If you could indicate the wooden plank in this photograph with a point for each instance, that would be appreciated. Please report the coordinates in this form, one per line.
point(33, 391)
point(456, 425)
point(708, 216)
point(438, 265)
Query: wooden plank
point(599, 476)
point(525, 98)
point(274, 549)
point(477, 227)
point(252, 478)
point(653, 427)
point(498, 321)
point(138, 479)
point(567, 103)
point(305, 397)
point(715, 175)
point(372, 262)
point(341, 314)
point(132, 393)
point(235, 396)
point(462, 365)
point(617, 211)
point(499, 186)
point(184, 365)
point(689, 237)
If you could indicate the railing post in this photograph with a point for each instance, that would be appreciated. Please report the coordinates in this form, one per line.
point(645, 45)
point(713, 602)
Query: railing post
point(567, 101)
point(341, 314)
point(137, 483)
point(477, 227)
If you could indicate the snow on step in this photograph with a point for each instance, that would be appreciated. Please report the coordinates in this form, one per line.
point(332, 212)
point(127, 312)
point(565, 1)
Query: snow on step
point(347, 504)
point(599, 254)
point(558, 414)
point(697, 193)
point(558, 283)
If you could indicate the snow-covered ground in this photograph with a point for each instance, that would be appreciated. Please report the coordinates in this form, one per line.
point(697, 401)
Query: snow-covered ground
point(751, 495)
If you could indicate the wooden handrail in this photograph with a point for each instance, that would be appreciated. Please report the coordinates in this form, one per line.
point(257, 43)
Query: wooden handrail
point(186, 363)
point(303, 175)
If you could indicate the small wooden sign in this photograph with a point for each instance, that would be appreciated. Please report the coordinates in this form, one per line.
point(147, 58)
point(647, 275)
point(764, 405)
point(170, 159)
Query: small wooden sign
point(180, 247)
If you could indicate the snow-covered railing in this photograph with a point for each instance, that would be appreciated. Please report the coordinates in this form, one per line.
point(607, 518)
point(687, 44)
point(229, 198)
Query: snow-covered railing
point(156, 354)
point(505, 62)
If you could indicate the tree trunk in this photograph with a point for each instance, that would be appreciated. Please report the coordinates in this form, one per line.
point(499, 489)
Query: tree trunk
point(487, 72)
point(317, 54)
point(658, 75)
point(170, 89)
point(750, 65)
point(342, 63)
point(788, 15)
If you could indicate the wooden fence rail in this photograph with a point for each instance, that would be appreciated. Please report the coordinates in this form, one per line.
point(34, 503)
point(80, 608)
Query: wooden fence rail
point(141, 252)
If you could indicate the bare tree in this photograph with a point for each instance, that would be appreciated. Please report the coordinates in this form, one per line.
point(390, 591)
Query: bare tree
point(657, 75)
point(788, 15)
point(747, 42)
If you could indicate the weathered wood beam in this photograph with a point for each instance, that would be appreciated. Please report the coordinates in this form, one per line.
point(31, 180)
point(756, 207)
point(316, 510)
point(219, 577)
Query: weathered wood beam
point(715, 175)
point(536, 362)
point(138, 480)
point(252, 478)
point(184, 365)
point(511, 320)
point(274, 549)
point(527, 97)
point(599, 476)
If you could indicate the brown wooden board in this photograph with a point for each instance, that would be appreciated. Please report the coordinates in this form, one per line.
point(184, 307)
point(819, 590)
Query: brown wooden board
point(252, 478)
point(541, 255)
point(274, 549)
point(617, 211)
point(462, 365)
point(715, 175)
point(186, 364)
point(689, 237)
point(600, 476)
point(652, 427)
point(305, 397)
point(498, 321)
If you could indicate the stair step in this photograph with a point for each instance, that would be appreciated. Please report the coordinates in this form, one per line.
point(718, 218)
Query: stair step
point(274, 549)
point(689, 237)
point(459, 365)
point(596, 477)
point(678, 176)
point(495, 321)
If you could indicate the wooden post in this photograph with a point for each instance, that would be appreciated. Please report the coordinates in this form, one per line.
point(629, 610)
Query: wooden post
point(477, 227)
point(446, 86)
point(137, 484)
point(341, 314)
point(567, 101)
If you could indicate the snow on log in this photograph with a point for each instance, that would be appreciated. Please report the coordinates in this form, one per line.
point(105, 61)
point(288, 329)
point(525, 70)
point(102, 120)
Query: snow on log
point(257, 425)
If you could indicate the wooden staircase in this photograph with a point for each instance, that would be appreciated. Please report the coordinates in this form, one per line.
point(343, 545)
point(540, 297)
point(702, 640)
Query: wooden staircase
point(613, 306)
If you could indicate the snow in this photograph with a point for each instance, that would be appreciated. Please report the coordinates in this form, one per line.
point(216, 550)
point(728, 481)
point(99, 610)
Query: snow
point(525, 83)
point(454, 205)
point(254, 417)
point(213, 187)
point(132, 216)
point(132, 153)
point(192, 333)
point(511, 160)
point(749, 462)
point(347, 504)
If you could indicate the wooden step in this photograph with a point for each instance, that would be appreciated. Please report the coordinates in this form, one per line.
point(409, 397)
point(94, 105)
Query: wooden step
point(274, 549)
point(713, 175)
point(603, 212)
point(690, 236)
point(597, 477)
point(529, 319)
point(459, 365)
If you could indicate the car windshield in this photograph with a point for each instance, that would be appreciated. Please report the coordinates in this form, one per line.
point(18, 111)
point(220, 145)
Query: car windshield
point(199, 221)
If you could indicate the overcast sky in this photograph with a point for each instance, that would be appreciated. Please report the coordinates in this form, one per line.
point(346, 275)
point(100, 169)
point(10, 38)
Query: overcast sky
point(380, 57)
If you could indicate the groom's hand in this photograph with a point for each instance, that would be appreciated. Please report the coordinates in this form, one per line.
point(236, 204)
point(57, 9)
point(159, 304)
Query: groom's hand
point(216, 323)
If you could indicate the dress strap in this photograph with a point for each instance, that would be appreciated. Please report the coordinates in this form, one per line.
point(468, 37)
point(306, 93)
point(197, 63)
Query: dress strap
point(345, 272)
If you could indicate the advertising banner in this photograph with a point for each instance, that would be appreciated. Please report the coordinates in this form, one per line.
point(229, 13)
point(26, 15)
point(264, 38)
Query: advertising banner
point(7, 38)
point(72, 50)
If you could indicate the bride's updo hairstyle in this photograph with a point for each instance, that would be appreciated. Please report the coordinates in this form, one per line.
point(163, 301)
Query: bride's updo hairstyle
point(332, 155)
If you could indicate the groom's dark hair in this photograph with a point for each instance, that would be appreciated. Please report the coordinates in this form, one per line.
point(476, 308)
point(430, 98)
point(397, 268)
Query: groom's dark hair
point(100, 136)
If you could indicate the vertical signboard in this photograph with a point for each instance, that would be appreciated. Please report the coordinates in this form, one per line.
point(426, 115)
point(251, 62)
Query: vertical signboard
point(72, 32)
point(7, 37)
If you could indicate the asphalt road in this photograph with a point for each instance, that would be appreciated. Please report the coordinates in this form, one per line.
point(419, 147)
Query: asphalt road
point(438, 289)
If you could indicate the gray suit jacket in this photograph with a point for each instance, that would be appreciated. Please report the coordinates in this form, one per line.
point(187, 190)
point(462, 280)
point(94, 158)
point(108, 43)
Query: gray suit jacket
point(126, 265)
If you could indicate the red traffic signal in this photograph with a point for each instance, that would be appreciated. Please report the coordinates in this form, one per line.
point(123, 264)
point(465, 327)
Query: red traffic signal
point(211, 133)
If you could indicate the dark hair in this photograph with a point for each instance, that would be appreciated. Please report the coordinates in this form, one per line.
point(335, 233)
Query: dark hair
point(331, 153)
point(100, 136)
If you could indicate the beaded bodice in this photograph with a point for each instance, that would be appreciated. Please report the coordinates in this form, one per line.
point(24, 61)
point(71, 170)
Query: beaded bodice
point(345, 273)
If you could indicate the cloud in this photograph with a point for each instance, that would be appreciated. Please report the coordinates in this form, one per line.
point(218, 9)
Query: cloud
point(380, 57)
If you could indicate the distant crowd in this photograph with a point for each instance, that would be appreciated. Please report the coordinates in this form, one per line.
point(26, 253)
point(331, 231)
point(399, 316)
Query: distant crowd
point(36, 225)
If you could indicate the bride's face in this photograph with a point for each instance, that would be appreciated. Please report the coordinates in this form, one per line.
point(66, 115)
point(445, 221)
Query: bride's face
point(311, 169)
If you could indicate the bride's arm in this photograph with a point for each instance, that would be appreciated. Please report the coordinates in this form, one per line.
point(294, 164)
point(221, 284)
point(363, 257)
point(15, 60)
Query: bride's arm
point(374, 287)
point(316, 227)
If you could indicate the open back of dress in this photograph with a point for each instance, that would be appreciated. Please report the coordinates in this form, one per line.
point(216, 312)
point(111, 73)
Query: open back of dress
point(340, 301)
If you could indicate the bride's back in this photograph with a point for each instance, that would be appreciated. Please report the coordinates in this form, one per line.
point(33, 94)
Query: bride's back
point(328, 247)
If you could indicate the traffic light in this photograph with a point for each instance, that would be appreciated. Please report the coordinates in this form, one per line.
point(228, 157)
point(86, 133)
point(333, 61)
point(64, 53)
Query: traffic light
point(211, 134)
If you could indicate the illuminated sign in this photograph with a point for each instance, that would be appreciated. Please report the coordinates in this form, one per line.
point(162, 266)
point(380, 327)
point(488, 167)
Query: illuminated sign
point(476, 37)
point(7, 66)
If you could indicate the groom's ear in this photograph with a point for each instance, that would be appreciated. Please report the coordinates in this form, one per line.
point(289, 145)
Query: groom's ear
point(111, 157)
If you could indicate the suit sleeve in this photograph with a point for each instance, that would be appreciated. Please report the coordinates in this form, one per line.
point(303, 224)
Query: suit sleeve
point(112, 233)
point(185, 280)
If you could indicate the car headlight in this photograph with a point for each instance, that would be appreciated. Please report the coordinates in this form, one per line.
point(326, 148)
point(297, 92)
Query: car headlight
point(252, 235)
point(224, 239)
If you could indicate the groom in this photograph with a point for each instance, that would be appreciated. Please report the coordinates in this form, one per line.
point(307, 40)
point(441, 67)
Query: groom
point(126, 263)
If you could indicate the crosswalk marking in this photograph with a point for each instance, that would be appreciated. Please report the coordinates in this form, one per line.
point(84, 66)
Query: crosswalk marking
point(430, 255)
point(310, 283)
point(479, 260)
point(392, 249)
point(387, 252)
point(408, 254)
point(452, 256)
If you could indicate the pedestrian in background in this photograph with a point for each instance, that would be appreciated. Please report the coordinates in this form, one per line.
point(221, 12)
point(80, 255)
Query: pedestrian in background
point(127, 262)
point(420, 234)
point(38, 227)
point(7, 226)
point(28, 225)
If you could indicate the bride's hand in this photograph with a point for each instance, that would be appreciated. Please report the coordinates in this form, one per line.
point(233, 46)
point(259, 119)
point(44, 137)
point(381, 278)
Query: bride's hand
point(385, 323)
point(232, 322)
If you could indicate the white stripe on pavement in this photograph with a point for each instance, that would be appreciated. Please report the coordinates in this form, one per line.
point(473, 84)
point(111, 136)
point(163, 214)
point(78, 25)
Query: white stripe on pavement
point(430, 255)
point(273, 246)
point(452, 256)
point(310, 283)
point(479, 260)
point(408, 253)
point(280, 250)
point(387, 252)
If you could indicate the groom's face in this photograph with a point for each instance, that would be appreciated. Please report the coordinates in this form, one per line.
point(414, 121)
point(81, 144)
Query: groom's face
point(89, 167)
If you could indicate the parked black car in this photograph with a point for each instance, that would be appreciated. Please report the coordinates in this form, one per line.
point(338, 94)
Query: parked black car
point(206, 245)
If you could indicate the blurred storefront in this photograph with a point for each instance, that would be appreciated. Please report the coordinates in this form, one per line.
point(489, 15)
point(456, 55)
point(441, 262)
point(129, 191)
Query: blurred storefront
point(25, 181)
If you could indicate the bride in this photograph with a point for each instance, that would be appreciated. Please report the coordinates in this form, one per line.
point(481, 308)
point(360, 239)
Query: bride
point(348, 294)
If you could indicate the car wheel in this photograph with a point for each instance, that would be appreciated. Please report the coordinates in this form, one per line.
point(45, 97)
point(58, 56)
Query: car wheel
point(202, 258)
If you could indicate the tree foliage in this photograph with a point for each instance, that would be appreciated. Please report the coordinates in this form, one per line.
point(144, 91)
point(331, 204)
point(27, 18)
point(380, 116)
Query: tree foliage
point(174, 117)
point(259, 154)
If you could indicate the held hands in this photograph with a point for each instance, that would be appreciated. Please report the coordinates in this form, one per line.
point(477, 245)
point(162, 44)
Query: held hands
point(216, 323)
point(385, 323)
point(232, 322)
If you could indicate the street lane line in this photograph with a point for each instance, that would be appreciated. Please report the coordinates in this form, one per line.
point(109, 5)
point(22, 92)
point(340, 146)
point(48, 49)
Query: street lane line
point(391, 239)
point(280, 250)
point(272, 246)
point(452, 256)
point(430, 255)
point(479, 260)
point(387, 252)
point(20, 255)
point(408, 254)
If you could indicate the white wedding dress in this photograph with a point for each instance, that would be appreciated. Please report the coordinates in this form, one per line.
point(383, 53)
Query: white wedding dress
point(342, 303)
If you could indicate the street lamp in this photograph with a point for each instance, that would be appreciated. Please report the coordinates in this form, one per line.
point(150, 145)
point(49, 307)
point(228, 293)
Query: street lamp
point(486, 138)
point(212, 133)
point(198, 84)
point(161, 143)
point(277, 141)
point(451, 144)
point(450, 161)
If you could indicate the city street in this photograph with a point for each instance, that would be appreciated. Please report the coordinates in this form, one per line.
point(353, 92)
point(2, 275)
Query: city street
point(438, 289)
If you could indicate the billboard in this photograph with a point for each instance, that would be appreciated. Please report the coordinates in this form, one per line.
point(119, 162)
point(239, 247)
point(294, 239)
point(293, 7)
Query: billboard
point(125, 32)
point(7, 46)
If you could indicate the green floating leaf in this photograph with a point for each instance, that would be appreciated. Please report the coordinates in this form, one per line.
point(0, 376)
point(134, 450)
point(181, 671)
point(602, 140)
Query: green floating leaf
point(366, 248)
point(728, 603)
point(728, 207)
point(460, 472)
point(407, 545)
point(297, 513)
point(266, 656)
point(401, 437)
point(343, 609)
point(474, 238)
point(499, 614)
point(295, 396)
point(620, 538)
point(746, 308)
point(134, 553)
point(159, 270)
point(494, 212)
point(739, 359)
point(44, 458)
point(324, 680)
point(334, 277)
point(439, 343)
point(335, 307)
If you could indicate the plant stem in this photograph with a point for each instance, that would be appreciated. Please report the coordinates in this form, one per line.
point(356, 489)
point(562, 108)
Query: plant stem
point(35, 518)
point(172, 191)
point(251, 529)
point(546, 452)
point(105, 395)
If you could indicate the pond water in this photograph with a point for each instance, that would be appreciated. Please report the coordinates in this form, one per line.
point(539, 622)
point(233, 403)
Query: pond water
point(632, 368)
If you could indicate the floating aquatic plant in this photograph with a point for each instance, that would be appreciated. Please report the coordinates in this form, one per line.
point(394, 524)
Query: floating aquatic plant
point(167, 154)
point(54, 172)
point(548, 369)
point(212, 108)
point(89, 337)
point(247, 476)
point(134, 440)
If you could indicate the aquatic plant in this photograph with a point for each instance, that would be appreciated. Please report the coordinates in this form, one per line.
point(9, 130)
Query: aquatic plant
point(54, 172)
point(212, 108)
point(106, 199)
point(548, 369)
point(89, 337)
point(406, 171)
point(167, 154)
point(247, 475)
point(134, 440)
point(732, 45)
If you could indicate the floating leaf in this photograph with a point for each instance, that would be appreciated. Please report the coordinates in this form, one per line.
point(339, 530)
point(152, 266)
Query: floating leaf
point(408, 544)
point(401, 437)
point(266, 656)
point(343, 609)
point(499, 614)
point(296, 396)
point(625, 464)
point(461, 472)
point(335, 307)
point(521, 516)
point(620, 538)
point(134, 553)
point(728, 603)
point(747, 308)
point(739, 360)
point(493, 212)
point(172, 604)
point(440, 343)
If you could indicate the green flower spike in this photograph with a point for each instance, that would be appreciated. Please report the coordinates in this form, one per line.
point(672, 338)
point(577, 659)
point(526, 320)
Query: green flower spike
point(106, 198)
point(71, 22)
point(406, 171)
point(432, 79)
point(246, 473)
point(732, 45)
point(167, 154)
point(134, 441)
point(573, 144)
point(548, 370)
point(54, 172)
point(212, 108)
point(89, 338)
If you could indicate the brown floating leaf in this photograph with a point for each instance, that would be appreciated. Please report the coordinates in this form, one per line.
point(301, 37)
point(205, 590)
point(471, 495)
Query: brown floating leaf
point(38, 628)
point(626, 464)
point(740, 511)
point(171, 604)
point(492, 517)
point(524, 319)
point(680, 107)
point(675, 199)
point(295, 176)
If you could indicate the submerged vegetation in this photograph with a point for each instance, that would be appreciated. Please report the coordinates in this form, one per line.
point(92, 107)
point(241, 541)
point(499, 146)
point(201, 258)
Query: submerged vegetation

========

Stated problem: Edit everything from the line containing "If you could indicate the bare" down to the line containing "point(747, 42)" by changing "bare tree" to "leafless tree" and leaving all else as it is. Return only those lines.

Answer to this problem:
If you could indicate the leafless tree in this photograph with a point for each instance, that would be appreciated. Please report the coordinates in this form, one per line.
point(390, 591)
Query: leafless tree
point(657, 75)
point(788, 15)
point(747, 42)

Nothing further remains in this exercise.